§ PAGE TEXT
# Small business expenses



## Joel B. (Jun 3, 2002)

Does anyone know the maximum amount of small business expenses allowed for one year? Or maybe a good "tax laws for dummies" website.

Thank you,

Joel B.


----------



## BRL (Dec 21, 1999)

I had never heard of a maximum, interesting question. Considering businesses with gross sales less than 50 Million are considered Small Business, most of us here are probably never going to come near any kind of maximum expenses allowed. Unless they base it on a percentage of gross sales, then it could happen I guess. Don't know where to look except to ask your accountant.


----------



## Mick (May 19, 2001)

My understanding is that you need to show a "profit motive". How that is defined and demonstrated seems to be up to interpretation (of th IRS agent, naturally). I've never heard of a maximum expenditure limit. I'd say as long as you are making sound purchases and trying to get business, you're ok. Now if you never advertised, turned down business unreasonably, consistently bid purposely high and bought three new 4500s, two wheel loaders and a tri axle truck for one driver, your profit motive might be questionable.


----------



## MLB (Nov 3, 2002)

*My franchise*

does 400k annually. Expenses run 410k. No problem with that so far


----------



## Lawn Lad (Feb 4, 2002)

Two types of accounting, accruel (accounting for revenues and expenses as they occur) and cash basis (accounting when you receive or spend money). Most of us report on a cash basis for taxes. You should keep your books on the accruel basis for management purposes. When you make the conversion at tax time from the accruel to the cash basis, sometimes you'll see and gain or loss that report for taxes that didn't exist on an accruel basis. This can be tricky when tax planning. Hence another reason an accountant is helpful...

You can take a loss all day long if you want, having more expenses than revenue. However, you can't then use sec 179 to write off equipment. You must show profit to use sec 179, and you can't use sec 179 to create a loss. Year's past the limit was I think $17,500, I think this year it's $25,000. So if you bought $20 K in equipment, and have a $15 K profit, you'll only be able write off the $15,000 and then you'll have to depreciate the remaining $5,000. 

But for regular operating expenses, there is no limit to how large of a loss you can take. Then again, you can only truly do this for so long before you go bust.


----------

§ DATASET EXTRACT
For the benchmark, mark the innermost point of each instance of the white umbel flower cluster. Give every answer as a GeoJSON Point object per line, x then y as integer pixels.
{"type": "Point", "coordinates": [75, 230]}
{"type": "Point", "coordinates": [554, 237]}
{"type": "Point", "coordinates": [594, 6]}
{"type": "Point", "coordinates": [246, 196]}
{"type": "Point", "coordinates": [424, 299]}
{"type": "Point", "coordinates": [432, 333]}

§ YOUR TASKS
(A) In the forum thread, change "accountant" to "tax preparer" and write out the passage starting with "Does anyone know" and going on through "ask your accountant.".
(B) Recast every line of the listing as a numbered list, leaving out any blank lines.
The forum thread and the listing are unrelated material.

§ TASK RESPONSES
(A)
Does anyone know the maximum amount of small business expenses allowed for one year? Or maybe a good "tax laws for dummies" website.

Thank you,

Joel B.


----------



## BRL (Dec 21, 1999)

I had never heard of a maximum, interesting question. Considering businesses with gross sales less than 50 Million are considered Small Business, most of us here are probably never going to come near any kind of maximum expenses allowed. Unless they base it on a percentage of gross sales, then it could happen I guess. Don't know where to look except to ask your tax preparer.

(B)
1. For the benchmark, mark the innermost point of each instance of the white umbel flower cluster. Give every answer as a GeoJSON Point object per line, x then y as integer pixels.
2. {"type": "Point", "coordinates": [75, 230]}
3. {"type": "Point", "coordinates": [554, 237]}
4. {"type": "Point", "coordinates": [594, 6]}
5. {"type": "Point", "coordinates": [246, 196]}
6. {"type": "Point", "coordinates": [424, 299]}
7. {"type": "Point", "coordinates": [432, 333]}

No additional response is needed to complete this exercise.